→ Exercise set:
(A) When did the clinic begin its routine three-site testing policy, according to the study abstract on gonorrhea and chlamydia testing in HIV-infected patients?
(B) Which body sites does the study abstract on gonorrhea and chlamydia testing in HIV-infected patients list for routine testing? Name all of them.
(C) Carry on the study abstract about three-site gonorrhea and chlamydia testing in HIV-infected patients, starting after its last sentence.

→ Extract:
Background US guidelines now call for expanded extragenital testing for Neisseria gonorrhoeae (GC) and Chlamydia trachomatis (Ct) in HIV infected individuals. In January 2012, we instituted a new policy to promote routine three-site testing (genital, oropharyngeal, rectal) for GC/Ct among HIV-infected persons in our clinic population. The purpose of this study is to assess implementation of the “triple-dip” programme, as well as the prevalence and incidence of STI at each site.

Methods We conducted a retrospective chart review of HIV-infected patients seen in our clinic before (Jan.-Dec. 2011) and after (Jan.-Dec. 2012) implementation of a routine three-site testing policy, to compare GC/Ct prevalence during these two time periods. Self-reported behavioural data were also evaluated.

→ Dataset:
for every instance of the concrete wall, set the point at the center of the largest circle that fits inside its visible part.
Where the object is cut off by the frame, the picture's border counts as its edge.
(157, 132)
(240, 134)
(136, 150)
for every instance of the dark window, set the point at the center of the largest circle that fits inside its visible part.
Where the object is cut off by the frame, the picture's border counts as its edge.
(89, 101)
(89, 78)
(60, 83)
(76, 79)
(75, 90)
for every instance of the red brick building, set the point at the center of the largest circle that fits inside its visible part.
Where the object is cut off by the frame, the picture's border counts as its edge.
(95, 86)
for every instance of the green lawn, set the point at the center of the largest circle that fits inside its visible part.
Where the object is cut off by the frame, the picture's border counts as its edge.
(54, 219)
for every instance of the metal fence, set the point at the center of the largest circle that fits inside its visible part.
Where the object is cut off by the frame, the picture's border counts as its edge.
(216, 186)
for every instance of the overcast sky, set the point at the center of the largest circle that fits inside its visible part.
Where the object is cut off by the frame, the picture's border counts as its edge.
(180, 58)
* * *
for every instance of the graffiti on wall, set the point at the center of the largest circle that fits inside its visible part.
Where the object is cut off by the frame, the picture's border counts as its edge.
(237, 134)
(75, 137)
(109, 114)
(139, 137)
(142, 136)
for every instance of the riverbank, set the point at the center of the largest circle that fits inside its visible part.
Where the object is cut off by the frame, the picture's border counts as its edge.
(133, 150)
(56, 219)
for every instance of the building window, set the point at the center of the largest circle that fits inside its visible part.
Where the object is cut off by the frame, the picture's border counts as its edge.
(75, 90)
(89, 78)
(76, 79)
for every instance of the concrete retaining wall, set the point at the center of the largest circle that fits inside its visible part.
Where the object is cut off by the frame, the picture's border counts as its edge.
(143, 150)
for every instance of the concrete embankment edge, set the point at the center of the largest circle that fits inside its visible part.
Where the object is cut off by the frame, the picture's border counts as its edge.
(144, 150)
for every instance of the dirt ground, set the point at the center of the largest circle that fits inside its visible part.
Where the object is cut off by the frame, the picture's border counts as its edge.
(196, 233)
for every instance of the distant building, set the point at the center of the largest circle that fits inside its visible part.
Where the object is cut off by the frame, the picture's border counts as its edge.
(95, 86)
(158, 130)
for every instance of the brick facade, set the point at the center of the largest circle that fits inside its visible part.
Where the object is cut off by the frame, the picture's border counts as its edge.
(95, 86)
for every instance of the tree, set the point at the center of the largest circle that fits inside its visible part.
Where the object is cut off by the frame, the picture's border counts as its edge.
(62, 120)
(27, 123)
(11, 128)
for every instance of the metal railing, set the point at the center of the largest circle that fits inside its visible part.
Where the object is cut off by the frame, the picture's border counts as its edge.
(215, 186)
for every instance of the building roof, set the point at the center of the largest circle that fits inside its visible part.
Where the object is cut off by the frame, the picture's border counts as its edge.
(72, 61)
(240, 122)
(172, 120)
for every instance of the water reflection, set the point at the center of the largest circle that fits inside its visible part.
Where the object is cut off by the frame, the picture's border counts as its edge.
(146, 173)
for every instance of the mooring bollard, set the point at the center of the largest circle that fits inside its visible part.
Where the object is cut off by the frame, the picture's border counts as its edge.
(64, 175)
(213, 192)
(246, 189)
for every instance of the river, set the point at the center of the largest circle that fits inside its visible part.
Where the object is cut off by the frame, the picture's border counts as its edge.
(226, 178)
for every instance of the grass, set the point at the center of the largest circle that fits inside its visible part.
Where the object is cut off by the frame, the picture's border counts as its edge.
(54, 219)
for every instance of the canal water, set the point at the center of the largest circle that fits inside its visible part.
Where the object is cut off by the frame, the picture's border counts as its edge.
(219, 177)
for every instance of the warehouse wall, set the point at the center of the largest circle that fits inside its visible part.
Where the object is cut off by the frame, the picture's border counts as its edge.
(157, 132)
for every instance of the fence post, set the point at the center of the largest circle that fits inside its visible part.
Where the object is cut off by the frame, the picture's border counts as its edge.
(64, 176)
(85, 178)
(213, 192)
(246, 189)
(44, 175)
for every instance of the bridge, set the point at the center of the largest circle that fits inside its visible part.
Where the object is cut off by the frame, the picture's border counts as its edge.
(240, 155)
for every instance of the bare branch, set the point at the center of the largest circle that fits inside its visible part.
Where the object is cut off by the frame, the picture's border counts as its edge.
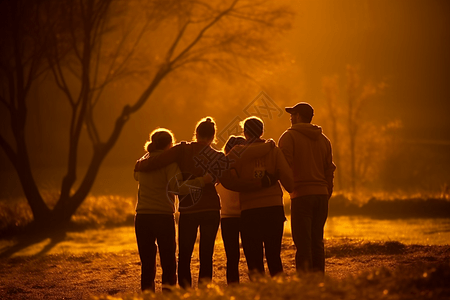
==
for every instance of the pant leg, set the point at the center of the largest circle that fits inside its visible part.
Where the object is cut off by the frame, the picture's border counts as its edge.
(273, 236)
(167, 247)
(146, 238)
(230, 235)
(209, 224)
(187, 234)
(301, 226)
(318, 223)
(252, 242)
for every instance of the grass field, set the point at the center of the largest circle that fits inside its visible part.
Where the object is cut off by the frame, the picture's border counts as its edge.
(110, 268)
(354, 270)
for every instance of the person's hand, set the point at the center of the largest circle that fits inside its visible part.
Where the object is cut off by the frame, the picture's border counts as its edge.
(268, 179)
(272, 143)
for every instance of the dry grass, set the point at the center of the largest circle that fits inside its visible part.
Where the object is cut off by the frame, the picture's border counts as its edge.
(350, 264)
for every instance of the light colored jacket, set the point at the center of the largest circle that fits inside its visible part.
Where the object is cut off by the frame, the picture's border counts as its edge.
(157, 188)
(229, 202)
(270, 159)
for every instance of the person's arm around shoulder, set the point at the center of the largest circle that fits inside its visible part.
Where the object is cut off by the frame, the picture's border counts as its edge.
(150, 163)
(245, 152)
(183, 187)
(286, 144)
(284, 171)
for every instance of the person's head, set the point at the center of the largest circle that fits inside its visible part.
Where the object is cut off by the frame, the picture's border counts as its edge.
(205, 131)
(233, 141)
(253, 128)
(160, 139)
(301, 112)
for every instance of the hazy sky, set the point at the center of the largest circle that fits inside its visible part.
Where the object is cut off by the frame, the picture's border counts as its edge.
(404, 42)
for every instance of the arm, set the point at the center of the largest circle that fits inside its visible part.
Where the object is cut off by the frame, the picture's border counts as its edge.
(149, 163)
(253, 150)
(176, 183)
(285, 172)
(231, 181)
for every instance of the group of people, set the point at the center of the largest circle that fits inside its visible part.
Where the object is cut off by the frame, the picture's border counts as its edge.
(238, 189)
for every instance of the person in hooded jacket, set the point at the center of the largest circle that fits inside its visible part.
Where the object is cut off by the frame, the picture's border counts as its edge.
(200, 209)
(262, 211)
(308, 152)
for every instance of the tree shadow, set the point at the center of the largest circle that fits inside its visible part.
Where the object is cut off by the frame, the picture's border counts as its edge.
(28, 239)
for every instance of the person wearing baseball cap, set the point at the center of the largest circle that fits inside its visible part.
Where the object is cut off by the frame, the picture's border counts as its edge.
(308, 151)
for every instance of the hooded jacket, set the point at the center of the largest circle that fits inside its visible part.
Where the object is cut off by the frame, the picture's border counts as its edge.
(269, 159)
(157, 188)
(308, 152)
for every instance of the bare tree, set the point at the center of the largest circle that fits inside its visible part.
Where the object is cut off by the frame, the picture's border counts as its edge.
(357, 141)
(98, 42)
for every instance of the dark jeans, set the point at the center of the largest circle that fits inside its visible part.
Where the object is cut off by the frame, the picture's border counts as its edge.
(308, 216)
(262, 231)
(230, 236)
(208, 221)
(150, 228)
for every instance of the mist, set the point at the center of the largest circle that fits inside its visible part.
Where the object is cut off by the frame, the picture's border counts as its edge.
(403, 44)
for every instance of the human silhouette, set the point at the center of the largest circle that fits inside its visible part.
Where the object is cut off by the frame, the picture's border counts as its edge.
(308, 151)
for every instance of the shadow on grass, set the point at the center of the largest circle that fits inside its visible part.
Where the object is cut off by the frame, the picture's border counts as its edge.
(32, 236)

→ Answer set:
(A) January 2012

(B) Genital, oropharyngeal, rectal

(C)
Results For the three months after the transitioning from symptom-triggered testing to routine three-site screening for GC/Ct, the number of oropharyngeal tests performed increased from 38 to 325, and the number of rectal tests increased from 32 to 290, an 8 to 9 fold increase in testing. Although the rate of infection at most sites decreased with increased screening, the rate of rectal GC/Ct remained unchanged (13% pre-expanded testing verses 12% after initiating broader testing, p = n.s.). This suggests that the prevalence of asymptomatic rectal infections in patients living with HIV in our clinic is high. Preliminary analyses indicate that rectal infections are more common in our tested patient population (12%) than at other sites of testing (4.5% oropharyngeal tests were positive, 1.5% genital tests were positive).

Conclusion Although extragenital testing increased with expanded testing, not all patients at risk were screened. Given the higher percentage of positive rectal tests, enhanced testing should focus on increasing awareness of rectal infection, treatment intervention, and risk counselling.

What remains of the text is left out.